_DO THIS:_
Copy out the entire listing below word for word, leaving out the pictures.

◇ ◇ ◇ ◇ ◇ ◇ ◇

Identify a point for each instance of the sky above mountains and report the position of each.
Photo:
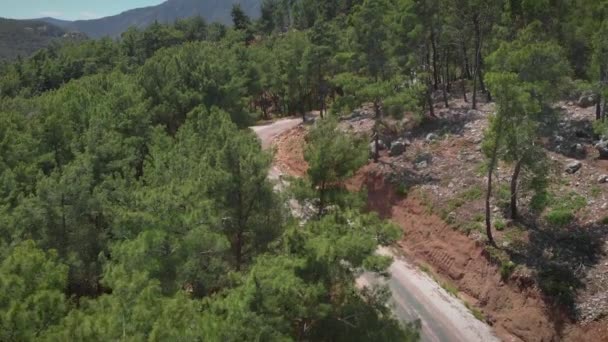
(69, 9)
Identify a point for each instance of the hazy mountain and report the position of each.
(23, 37)
(167, 12)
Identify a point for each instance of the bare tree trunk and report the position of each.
(429, 97)
(376, 132)
(465, 57)
(435, 69)
(477, 70)
(448, 79)
(239, 250)
(444, 88)
(488, 196)
(474, 106)
(321, 199)
(514, 180)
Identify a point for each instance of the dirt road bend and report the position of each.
(415, 295)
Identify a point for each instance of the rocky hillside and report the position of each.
(23, 37)
(167, 12)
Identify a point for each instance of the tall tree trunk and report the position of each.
(444, 87)
(376, 132)
(429, 97)
(488, 197)
(448, 79)
(435, 68)
(238, 249)
(321, 199)
(465, 58)
(514, 180)
(474, 106)
(477, 70)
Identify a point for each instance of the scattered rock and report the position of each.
(573, 167)
(473, 112)
(432, 137)
(578, 151)
(587, 100)
(422, 165)
(602, 148)
(427, 157)
(372, 147)
(397, 148)
(582, 133)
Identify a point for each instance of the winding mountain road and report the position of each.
(415, 295)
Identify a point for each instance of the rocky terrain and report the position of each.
(544, 282)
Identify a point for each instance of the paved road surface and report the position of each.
(415, 295)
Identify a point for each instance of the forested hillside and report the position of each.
(134, 200)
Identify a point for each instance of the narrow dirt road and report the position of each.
(416, 296)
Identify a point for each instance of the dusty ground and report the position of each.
(440, 181)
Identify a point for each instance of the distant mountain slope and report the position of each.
(24, 37)
(167, 12)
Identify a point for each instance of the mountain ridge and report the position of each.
(24, 37)
(166, 12)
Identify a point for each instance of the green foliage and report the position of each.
(31, 292)
(559, 217)
(506, 269)
(333, 156)
(499, 225)
(129, 165)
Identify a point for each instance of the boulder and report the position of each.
(397, 148)
(587, 100)
(372, 147)
(422, 165)
(573, 167)
(432, 137)
(602, 148)
(578, 151)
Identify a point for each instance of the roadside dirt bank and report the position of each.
(515, 308)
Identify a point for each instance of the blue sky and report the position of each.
(68, 9)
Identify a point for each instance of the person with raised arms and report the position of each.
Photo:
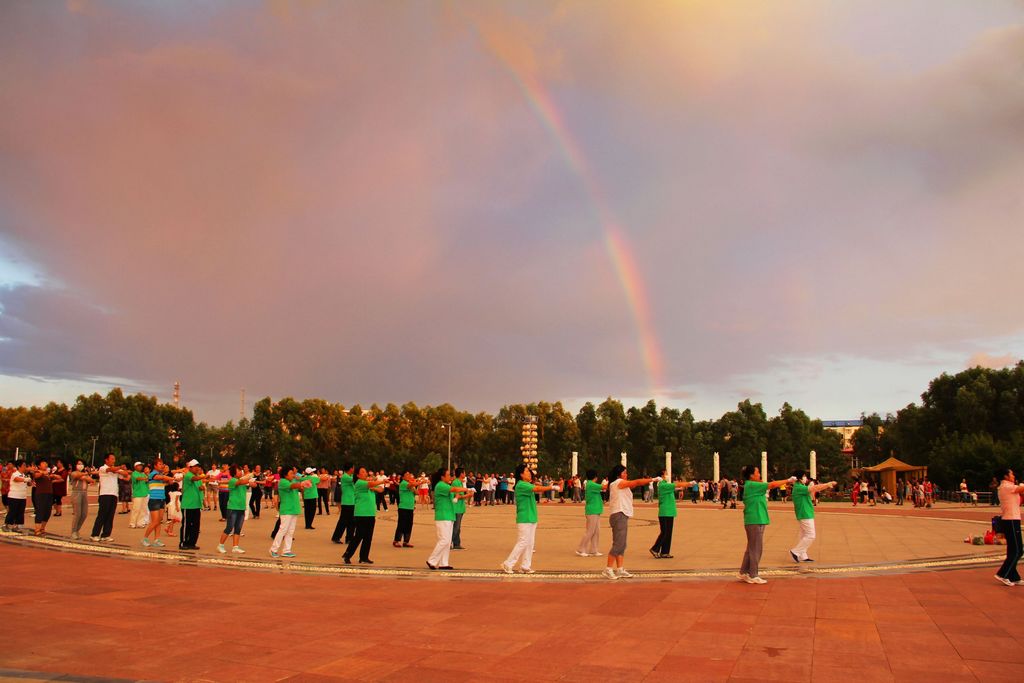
(407, 510)
(525, 520)
(289, 510)
(109, 485)
(666, 492)
(365, 515)
(139, 496)
(80, 481)
(157, 481)
(192, 505)
(346, 511)
(621, 509)
(460, 508)
(756, 519)
(237, 488)
(594, 506)
(444, 516)
(803, 505)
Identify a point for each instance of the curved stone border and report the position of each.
(290, 566)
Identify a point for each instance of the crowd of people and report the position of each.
(168, 502)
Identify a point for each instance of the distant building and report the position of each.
(846, 429)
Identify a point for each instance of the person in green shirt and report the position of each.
(309, 495)
(139, 497)
(802, 505)
(444, 515)
(237, 486)
(525, 520)
(365, 512)
(594, 506)
(407, 508)
(192, 504)
(755, 520)
(346, 516)
(666, 515)
(289, 508)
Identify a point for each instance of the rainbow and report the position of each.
(615, 242)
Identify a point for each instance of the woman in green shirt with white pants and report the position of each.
(594, 506)
(755, 520)
(525, 520)
(443, 518)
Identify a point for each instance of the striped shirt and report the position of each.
(158, 488)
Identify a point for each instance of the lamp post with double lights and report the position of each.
(528, 446)
(448, 426)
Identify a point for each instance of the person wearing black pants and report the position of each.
(188, 535)
(366, 518)
(346, 506)
(257, 497)
(103, 524)
(407, 508)
(1010, 509)
(666, 516)
(192, 504)
(324, 496)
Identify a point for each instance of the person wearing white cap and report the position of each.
(139, 496)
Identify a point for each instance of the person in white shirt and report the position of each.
(16, 497)
(109, 473)
(620, 511)
(1010, 511)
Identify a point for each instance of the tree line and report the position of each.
(966, 425)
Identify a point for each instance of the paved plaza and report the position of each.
(707, 541)
(69, 613)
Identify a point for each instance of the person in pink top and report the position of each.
(1010, 507)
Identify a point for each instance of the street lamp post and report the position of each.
(448, 425)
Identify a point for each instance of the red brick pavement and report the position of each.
(89, 615)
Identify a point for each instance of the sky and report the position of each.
(805, 201)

◇ ◇ ◇ ◇ ◇ ◇ ◇

_RESPONSE BELOW:_
Identify a point for each instance of the sky above mountains and report the position of each.
Photo:
(69, 9)
Identify a point for each instance of the hazy mountain and report the position of each.
(23, 37)
(167, 12)
Identify a point for each instance of the bare tree trunk and report the position of each.
(429, 97)
(376, 132)
(465, 57)
(435, 69)
(477, 70)
(448, 79)
(239, 250)
(444, 88)
(488, 196)
(474, 106)
(321, 199)
(514, 180)
Identify a point for each instance of the dirt road bend and report the position of each.
(415, 295)
Identify a point for each instance of the rocky hillside and report the position of each.
(23, 37)
(167, 12)
Identify a point for each instance of the tall tree trunk and report the position of each.
(444, 87)
(376, 132)
(429, 97)
(488, 197)
(448, 79)
(435, 68)
(238, 249)
(321, 199)
(465, 58)
(514, 180)
(474, 106)
(477, 70)
Identify a point for each instance of the scattered rock and report the position of each.
(573, 167)
(473, 112)
(432, 137)
(578, 151)
(587, 100)
(422, 165)
(602, 148)
(427, 157)
(372, 147)
(397, 148)
(582, 133)
Identify a point for each instance of the winding mountain road and report the position of each.
(415, 295)
Identify a point for each instance of the rocky terrain and report the position of each.
(544, 282)
Identify a point for each instance of the paved road surface and report the position of each.
(415, 295)
Identify a point for each instance of the forested hillside and report the position of each.
(134, 200)
Identify a point for each instance of the narrow dirt road and report the position of each.
(416, 296)
Identify a point for each instance of the dusty ground and report the position of each.
(440, 181)
Identify a point for each instance of the distant mountain slope and report the position of each.
(24, 37)
(167, 12)
Identify a point for each instance of the mountain ridge and report the position of each.
(24, 37)
(166, 12)
Identify a point for each instance of the green foliage and report the position of each.
(31, 292)
(559, 217)
(506, 269)
(333, 156)
(499, 225)
(129, 165)
Identify a point for each instance of the boulder and report the position of each.
(397, 148)
(587, 100)
(372, 147)
(422, 165)
(573, 167)
(432, 137)
(602, 148)
(578, 151)
Identify a point for each instance of the roadside dirt bank and report the position of each.
(515, 308)
Identify a point for each instance of the blue sky and report the position of each.
(68, 9)
Identify a point for each instance of the person with raised arms and report the position of each.
Photo:
(407, 510)
(525, 520)
(289, 510)
(109, 485)
(666, 492)
(365, 515)
(139, 496)
(80, 481)
(157, 481)
(192, 505)
(346, 511)
(621, 509)
(460, 508)
(756, 519)
(237, 488)
(594, 506)
(444, 516)
(803, 505)
Identify a point for each instance of the curved stone border and report the position of each.
(290, 566)
Identify a point for each instance of the crowd of people and report the position of each.
(168, 502)
Identify a point for each instance of the distant building and report the position of each.
(846, 429)
Identify a point for each instance of the person in green shirt and report the position of each.
(309, 495)
(139, 497)
(802, 505)
(444, 515)
(237, 486)
(525, 520)
(365, 512)
(594, 506)
(407, 508)
(192, 504)
(755, 520)
(346, 516)
(666, 515)
(289, 508)
Identify a point for each instance of the rainbow and report the position of each.
(615, 242)
Identify a point for each instance of the woman in green shirt with white pants and report the position of each.
(594, 506)
(755, 520)
(525, 520)
(443, 518)
Identify a point for each instance of the striped shirt and report the position of each.
(158, 488)
Identify a point for each instance of the lamp post with double lights and report the position of each.
(528, 446)
(448, 426)
Identify a point for each instance of the person wearing black pants and report the position of each.
(188, 535)
(366, 518)
(346, 506)
(257, 497)
(103, 524)
(407, 508)
(1010, 509)
(666, 516)
(192, 504)
(324, 496)
Identify a point for each instance of the person wearing white cap and report the position of each.
(139, 496)
Identify a point for each instance of the person in white shirt and report the position of each.
(16, 497)
(109, 473)
(620, 511)
(1010, 511)
Identify a point for each instance of the tree line and report the position of each.
(966, 425)
Identify a point for each instance of the paved plaza and report the position of each.
(707, 541)
(69, 613)
Identify a point for each instance of the person in pink top and report the position of each.
(1010, 507)
Identify a point for each instance of the street lamp post and report the position of each.
(448, 425)
Identify a point for each instance of the red brick pavement and report the position of each.
(89, 615)
Identify a point for each instance of the sky and report the position of each.
(805, 201)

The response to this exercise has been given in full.